• **WHAT IS BEING ASKED**
Number every line of the items below, beginning at the line containing "Q: Find one point on every instance of the green moss" and continuing through the end of the items, with blank lines dropped.

• **MATERIAL PROVIDED**
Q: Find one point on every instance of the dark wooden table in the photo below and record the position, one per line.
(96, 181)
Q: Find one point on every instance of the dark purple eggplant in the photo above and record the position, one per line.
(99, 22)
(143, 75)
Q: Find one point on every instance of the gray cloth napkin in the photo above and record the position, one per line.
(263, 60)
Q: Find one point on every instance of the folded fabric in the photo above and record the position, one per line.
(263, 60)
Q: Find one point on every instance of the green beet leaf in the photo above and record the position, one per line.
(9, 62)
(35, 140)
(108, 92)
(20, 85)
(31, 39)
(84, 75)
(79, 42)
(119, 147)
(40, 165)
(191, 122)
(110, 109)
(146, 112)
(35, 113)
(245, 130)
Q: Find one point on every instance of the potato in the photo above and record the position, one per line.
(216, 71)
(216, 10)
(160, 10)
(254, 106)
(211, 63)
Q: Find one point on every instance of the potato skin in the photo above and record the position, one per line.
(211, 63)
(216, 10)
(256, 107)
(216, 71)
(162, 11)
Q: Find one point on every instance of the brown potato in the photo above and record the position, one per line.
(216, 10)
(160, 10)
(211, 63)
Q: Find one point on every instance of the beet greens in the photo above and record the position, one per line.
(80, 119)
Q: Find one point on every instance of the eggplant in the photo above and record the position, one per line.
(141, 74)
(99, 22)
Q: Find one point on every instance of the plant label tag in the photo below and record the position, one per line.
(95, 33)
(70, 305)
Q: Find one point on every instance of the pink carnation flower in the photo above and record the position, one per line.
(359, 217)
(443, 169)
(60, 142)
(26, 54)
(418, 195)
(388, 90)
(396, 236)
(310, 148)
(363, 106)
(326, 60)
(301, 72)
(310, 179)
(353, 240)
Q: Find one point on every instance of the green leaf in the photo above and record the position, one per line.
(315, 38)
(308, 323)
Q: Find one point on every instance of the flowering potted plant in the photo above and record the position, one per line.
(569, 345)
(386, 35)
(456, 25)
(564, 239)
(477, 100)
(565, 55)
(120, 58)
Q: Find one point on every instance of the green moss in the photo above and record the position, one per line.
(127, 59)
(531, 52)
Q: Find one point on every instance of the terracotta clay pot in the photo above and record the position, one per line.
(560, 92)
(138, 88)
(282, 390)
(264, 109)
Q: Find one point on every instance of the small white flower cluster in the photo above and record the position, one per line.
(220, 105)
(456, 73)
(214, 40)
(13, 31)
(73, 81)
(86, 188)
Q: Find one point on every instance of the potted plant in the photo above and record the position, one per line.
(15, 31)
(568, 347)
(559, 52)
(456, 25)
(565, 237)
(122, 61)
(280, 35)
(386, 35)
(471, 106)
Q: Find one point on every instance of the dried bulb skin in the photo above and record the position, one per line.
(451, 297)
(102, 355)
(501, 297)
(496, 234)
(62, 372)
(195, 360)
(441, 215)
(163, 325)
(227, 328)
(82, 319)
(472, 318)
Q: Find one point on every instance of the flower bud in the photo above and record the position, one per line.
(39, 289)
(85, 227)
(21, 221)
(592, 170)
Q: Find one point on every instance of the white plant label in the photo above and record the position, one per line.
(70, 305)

• **SOLUTION FOR THIS EXERCISE**
1. Q: Find one point on every instance of the green moss in the photo above and record the position, one per line.
2. (127, 59)
3. (531, 52)
4. Q: Find one point on every instance of the terracotta clay pot in the photo above and record the position, one per line.
5. (560, 92)
6. (138, 88)
7. (282, 390)
8. (264, 109)
9. Q: Find one point on every instance of the small white flower cluster in the photo above and record the position, one per line.
10. (220, 105)
11. (456, 73)
12. (214, 40)
13. (13, 31)
14. (73, 81)
15. (86, 188)
16. Q: Find one point on every instance of the potted plant in the photo above and record the position, one per line.
17. (15, 31)
18. (568, 347)
19. (559, 52)
20. (456, 25)
21. (565, 237)
22. (122, 61)
23. (280, 35)
24. (386, 35)
25. (471, 106)
26. Q: Find one point on every instance of the dried bulb skin in the photo above and record the position, one per line.
27. (451, 297)
28. (102, 355)
29. (501, 297)
30. (496, 234)
31. (62, 372)
32. (195, 360)
33. (441, 215)
34. (163, 325)
35. (227, 328)
36. (82, 319)
37. (472, 318)
38. Q: Find one point on every instance of the flower bud in the photo above and record the position, one per line.
39. (39, 289)
40. (85, 227)
41. (21, 221)
42. (592, 170)
43. Q: Find one point on every instance of the white plant label in the photo above and record the position, one per line.
44. (70, 305)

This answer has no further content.